• [Dataset content]:
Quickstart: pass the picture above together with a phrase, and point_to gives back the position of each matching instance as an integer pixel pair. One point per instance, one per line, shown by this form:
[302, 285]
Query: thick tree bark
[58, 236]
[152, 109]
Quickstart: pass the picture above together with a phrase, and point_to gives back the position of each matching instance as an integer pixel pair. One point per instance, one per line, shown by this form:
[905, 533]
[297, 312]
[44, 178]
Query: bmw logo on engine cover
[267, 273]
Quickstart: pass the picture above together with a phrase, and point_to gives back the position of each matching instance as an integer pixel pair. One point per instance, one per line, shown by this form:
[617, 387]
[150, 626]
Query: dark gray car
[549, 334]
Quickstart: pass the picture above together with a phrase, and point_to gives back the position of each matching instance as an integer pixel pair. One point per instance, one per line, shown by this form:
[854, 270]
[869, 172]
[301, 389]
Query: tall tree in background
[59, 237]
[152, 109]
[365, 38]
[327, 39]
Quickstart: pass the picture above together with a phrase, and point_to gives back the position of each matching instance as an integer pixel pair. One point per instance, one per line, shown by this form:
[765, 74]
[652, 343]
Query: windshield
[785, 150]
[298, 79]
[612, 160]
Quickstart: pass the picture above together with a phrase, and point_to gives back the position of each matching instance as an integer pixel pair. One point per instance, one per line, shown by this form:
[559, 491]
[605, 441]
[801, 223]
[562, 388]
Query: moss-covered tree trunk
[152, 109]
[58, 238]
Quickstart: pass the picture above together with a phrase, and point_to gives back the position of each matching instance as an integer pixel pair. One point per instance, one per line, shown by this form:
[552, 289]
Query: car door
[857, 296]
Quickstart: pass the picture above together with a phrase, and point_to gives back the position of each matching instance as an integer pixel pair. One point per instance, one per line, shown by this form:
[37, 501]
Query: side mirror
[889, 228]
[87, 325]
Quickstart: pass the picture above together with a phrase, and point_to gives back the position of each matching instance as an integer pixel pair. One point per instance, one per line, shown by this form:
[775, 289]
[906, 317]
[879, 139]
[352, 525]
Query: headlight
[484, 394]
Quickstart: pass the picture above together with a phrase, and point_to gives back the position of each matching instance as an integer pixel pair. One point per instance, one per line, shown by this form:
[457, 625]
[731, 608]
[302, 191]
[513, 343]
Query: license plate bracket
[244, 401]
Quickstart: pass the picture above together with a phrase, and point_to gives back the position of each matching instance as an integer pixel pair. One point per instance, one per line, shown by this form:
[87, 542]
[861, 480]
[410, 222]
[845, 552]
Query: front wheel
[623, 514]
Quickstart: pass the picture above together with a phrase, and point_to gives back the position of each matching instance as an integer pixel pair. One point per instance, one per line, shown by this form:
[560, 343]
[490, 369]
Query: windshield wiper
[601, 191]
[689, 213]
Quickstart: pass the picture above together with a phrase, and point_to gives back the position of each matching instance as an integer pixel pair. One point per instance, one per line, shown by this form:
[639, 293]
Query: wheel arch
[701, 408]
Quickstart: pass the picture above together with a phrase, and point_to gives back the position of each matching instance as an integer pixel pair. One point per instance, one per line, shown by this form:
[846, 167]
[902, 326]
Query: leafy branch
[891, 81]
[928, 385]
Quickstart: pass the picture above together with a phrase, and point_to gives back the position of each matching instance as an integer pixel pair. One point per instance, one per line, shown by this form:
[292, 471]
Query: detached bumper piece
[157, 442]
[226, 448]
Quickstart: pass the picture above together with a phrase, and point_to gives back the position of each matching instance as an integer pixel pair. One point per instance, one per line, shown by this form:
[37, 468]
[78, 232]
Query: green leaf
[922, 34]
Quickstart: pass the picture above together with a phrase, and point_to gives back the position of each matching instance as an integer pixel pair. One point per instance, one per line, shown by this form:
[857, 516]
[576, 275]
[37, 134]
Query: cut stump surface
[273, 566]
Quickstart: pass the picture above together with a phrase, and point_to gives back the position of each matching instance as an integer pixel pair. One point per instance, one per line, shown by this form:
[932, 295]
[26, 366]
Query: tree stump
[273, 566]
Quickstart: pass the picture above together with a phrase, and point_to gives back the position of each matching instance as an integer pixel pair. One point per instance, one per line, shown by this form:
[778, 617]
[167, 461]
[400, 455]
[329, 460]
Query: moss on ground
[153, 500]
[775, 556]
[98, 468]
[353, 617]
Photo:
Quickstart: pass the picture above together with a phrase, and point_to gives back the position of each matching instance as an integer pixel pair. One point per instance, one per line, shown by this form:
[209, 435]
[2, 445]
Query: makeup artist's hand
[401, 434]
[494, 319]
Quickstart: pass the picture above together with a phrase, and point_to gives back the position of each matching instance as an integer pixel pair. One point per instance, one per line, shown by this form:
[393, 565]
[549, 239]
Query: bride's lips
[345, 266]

• [Exercise directions]: Give an exact repetition of all the material.

• [Task response]:
Quickstart: pass the picture above together with a phrase, and point_to gives back the position of each matching instance as an integer pixel pair. One point per instance, one per line, shown by this form:
[302, 285]
Query: thick tree bark
[58, 236]
[152, 109]
Quickstart: pass the picture above together with a phrase, and point_to gives back the position of each matching instance as an integer pixel pair. One point per instance, one per line, shown by this form:
[905, 533]
[297, 312]
[44, 178]
Query: bmw logo on engine cover
[267, 273]
Quickstart: pass the picture above together with a phrase, and point_to gives back the position of each matching instance as an integer pixel pair. One point per instance, one per line, shown by this form:
[617, 387]
[150, 626]
Query: dark gray car
[549, 334]
Quickstart: pass the picture above together with a phrase, and point_to gives back the position of each matching instance as an integer pixel pair. One point per instance, one per line, shown by this form:
[854, 270]
[869, 172]
[301, 389]
Query: tall tree in background
[59, 237]
[152, 109]
[365, 38]
[327, 39]
Quickstart: pass the picture above together with a phrase, and point_to gives back the position of each matching instance as an integer pixel pair. One point per instance, one per line, shown by this form:
[765, 74]
[652, 343]
Query: windshield
[785, 150]
[298, 79]
[612, 160]
Quickstart: pass the picture above together with a phrase, and point_to gives back the position of each matching instance as an integer pixel pair. One point per instance, one per line, shown by this form:
[559, 491]
[605, 441]
[801, 223]
[562, 388]
Query: moss-covered tree trunk
[152, 109]
[58, 238]
Quickstart: pass the picture above together with a phrase, and point_to gives back the position of each matching instance as an integer pixel pair. One point per instance, one per line, shown by this form:
[552, 289]
Query: car door
[857, 296]
Quickstart: pass the picture above together with a phrase, and point_to gives back the position of each matching instance as an integer pixel pair. One point per instance, one per line, shown by this form:
[37, 501]
Query: side mirror
[889, 228]
[87, 325]
Quickstart: pass the picture above together with a phrase, and point_to gives back the position of each matching instance as an integer pixel pair. One point per instance, one per line, shown by this form:
[775, 289]
[906, 317]
[879, 139]
[352, 525]
Query: headlight
[484, 394]
Quickstart: pass the picture above together with a phrase, and point_to gives back the position of each matching instance as an integer pixel pair. One point per instance, one per line, shown by this form:
[457, 625]
[731, 608]
[302, 191]
[513, 343]
Query: license plate bracket
[244, 401]
Quickstart: pass the picture above together with a phrase, and point_to gives back the position of each matching instance as an integer pixel pair. One point per instance, one per line, shown by this form:
[87, 542]
[861, 480]
[410, 222]
[845, 552]
Query: front wheel
[623, 514]
Quickstart: pass the picture above together with a phrase, and point_to gives back the position of each matching instance as an integer pixel pair. One point per instance, one per line, shown by this form:
[560, 343]
[490, 369]
Query: windshield wiper
[601, 191]
[689, 213]
Quickstart: pass the picture above together with a phrase, and point_to gives back the position of each matching instance as an integer pixel pair. One point per instance, one per line, shown by this form:
[639, 293]
Query: wheel arch
[701, 408]
Quickstart: pass the picture above together with a phrase, and point_to gives back the position of each matching instance as an integer pixel pair. One point per instance, one per line, shown by this form:
[846, 167]
[902, 326]
Query: leafy branch
[891, 81]
[928, 385]
Quickstart: pass the picture above together with a phrase, and point_to gives back the position of each matching instance as an integer pixel pair. One point per instance, one per line, shown by this form:
[292, 471]
Query: detached bumper piece
[157, 442]
[226, 448]
Quickstart: pass the picture above together with a phrase, and point_to gives back the position of each matching instance as an integer pixel pair. One point per instance, one per line, shown by this form:
[37, 468]
[78, 232]
Query: green leaf
[922, 34]
Quickstart: pass the picture above together with a phrase, and point_to gives back the position of each matching instance as an integer pixel pair. One point per instance, one per line, shown by this form:
[857, 516]
[576, 275]
[37, 134]
Query: cut stump surface
[273, 566]
Quickstart: pass the picture above together with a phrase, and point_to gives back the position of each matching instance as an integer pixel pair. One point per instance, one per line, shown by this form:
[932, 295]
[26, 366]
Query: tree stump
[273, 566]
Quickstart: pass the picture above together with a phrase, and point_to gives back the position of each matching instance as an integer pixel pair. One point per instance, one per line, shown by this form:
[778, 617]
[167, 461]
[400, 455]
[329, 460]
Query: moss on ground
[153, 500]
[775, 556]
[98, 468]
[353, 617]
Photo:
Quickstart: pass the picture above together with a phrase, and point_to gives back the position of each matching instance as an integer pixel pair. One point per instance, one per line, shown by this form:
[209, 435]
[2, 445]
Query: makeup artist's hand
[401, 434]
[494, 319]
Quickstart: pass the picture above together with a phrase, and point_to gives back the position of each matching instance as an integer pixel pair. One point per instance, one per line, shown by this form:
[393, 565]
[549, 239]
Query: bride's lips
[345, 266]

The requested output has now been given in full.